Object pointing dataset rows:
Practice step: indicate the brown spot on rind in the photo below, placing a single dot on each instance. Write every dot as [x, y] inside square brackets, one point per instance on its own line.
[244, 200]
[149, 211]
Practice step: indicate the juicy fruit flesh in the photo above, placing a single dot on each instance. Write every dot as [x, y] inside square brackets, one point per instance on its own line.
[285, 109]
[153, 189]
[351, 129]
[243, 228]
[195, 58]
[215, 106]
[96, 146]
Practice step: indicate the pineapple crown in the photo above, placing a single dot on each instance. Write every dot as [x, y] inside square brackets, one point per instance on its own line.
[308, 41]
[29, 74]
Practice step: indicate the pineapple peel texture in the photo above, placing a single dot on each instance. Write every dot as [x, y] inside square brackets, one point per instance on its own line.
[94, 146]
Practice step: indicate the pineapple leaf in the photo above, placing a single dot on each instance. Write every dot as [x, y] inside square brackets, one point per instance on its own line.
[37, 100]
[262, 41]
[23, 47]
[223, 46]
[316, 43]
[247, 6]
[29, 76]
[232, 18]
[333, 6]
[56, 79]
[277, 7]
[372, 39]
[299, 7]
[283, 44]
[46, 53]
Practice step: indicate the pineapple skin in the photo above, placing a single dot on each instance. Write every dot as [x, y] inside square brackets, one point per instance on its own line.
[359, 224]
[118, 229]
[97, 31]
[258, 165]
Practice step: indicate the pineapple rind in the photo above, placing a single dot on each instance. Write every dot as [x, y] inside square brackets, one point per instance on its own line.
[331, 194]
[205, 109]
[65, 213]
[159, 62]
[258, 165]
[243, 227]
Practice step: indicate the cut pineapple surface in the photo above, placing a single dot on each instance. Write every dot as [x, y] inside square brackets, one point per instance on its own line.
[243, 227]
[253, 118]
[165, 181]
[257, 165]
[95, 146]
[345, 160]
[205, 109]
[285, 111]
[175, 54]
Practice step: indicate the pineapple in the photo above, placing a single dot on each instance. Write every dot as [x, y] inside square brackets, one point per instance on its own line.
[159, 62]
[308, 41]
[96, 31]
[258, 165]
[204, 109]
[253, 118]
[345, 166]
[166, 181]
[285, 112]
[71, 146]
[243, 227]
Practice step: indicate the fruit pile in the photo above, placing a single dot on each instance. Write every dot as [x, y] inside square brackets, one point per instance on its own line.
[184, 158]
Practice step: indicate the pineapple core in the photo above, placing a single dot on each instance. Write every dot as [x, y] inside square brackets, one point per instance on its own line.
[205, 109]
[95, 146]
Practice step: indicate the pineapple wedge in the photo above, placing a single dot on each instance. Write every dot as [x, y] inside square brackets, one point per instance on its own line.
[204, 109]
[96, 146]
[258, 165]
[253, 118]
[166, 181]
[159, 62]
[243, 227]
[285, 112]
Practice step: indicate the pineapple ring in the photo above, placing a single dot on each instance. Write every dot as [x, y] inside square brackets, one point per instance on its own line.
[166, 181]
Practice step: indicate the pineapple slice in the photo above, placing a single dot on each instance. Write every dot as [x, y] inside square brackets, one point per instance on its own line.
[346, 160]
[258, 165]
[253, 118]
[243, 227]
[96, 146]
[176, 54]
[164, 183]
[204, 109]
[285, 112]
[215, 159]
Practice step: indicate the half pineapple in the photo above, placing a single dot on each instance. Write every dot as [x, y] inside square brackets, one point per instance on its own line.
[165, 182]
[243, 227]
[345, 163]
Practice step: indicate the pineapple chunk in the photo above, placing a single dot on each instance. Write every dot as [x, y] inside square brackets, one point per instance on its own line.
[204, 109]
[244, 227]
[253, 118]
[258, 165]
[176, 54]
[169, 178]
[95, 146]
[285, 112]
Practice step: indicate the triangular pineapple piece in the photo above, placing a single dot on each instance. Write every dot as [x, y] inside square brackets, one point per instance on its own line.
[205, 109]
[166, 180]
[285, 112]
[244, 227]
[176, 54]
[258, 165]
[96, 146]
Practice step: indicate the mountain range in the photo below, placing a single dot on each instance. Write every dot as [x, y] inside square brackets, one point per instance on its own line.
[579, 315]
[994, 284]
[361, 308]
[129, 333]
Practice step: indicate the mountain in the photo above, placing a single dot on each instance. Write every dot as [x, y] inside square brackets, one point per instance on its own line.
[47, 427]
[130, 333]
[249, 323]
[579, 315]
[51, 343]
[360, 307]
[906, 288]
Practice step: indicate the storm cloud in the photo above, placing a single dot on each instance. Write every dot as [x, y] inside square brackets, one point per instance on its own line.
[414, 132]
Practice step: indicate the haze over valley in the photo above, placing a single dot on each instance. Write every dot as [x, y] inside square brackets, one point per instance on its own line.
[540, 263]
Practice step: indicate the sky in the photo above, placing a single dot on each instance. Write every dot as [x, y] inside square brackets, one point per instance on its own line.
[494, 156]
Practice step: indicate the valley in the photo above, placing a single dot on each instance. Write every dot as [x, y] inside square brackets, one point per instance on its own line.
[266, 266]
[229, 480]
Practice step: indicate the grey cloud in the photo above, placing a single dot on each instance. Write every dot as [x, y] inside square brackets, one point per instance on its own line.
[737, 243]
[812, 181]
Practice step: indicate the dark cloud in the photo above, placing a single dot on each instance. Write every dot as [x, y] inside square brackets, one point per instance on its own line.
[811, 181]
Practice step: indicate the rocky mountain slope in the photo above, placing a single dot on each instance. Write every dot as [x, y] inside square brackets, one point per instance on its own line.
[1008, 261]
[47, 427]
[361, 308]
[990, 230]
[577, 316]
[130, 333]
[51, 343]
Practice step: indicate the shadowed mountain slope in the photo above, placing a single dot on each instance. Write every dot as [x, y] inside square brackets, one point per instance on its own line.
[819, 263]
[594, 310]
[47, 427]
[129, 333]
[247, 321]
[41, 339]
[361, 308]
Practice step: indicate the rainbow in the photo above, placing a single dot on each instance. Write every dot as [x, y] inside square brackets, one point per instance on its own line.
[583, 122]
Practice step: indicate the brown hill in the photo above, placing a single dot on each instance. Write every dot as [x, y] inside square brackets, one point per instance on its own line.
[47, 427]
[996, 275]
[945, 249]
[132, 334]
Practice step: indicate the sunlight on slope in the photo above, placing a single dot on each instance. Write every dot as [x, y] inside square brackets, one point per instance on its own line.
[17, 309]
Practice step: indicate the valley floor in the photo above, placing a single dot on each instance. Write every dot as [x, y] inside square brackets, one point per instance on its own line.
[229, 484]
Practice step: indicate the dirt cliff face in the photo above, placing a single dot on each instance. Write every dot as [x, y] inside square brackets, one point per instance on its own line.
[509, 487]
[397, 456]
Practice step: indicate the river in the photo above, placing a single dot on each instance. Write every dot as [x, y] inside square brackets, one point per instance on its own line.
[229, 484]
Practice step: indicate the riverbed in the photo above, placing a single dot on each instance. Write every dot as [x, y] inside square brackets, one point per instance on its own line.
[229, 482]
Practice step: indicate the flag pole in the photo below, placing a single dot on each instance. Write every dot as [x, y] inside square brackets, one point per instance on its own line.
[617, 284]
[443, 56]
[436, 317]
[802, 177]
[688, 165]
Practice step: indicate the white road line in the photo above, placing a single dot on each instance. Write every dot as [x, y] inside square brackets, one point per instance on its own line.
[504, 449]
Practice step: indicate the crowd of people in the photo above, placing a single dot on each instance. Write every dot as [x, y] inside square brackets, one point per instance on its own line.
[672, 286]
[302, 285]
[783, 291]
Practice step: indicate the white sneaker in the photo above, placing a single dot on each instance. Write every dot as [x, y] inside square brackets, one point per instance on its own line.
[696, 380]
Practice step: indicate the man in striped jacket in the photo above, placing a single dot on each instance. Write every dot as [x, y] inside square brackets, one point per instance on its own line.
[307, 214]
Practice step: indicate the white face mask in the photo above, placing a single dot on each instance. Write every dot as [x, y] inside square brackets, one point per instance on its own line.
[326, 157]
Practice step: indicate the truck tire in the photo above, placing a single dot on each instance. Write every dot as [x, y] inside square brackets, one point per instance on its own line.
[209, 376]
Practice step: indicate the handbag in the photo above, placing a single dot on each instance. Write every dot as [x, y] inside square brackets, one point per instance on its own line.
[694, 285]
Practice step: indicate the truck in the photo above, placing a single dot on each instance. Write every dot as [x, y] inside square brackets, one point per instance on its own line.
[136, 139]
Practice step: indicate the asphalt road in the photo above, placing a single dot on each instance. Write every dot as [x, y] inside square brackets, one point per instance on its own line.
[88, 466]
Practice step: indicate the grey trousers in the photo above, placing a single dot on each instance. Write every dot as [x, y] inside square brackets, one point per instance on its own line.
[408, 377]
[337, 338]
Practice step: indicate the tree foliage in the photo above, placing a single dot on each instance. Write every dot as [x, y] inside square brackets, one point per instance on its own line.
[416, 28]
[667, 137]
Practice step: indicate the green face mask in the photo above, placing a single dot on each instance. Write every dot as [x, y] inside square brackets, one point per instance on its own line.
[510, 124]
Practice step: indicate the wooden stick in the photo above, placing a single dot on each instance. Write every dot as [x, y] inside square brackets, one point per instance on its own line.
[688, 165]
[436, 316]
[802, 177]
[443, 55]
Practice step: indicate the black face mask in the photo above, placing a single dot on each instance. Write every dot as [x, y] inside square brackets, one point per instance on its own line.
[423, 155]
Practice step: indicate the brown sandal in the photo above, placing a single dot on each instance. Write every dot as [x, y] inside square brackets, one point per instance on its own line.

To do: Quote only the lines from the line containing "Practice step: indicate the handbag" through the end of the listing, please, keeping both the first and the last line.

Correct response:
Practice step: indicate the handbag in the photo above, placing a single dot on each instance. Write every dot as [x, y] inside square brackets, one point per instance on its own line.
[694, 285]
Practice step: indicate the truck in the photo above, placing a single dot on each instance. Write every dot as [x, y] inside square brackets, one point per instance on its own line.
[136, 139]
Practice step: indicate the asphalt road in the photo above, placing a single dot on each instance. Write every dot as [x, y] inside square brackets, one point per instance on its own line.
[88, 466]
Practice step: indicate the grey trousers in the photo above, placing a single dot on each instance. Write every dot as [x, y] inside square brackets, one point per instance on its own line.
[408, 377]
[337, 338]
Practice step: indicate the tree foliage in the photo above, placing a single dot on each instance. Write every dot as [x, y] inside square brackets, one point per instance on its own line.
[416, 28]
[667, 137]
Practice step: indicate the green face mask in the photo above, placing a single dot on each instance. Write every dot as [x, y] inside square brackets, one point per instance on its own line.
[510, 124]
Practice step: indicate the wooden stick in the photo above, placing a single dot on each instance. Write every dot as [x, y] inside square brackets, one point per instance on its own line.
[688, 165]
[436, 316]
[802, 177]
[443, 55]
Practice step: indicate the black face mask in the photo above, placing a single dot on each instance. Write every dot as [x, y] inside square brackets, one point per instance on its own line.
[423, 155]
Practice step: indicate the brown sandal in the photo above, placing a single dot on each instance. Write every dot as [x, y] inside square brackets, one point per instance on its own line.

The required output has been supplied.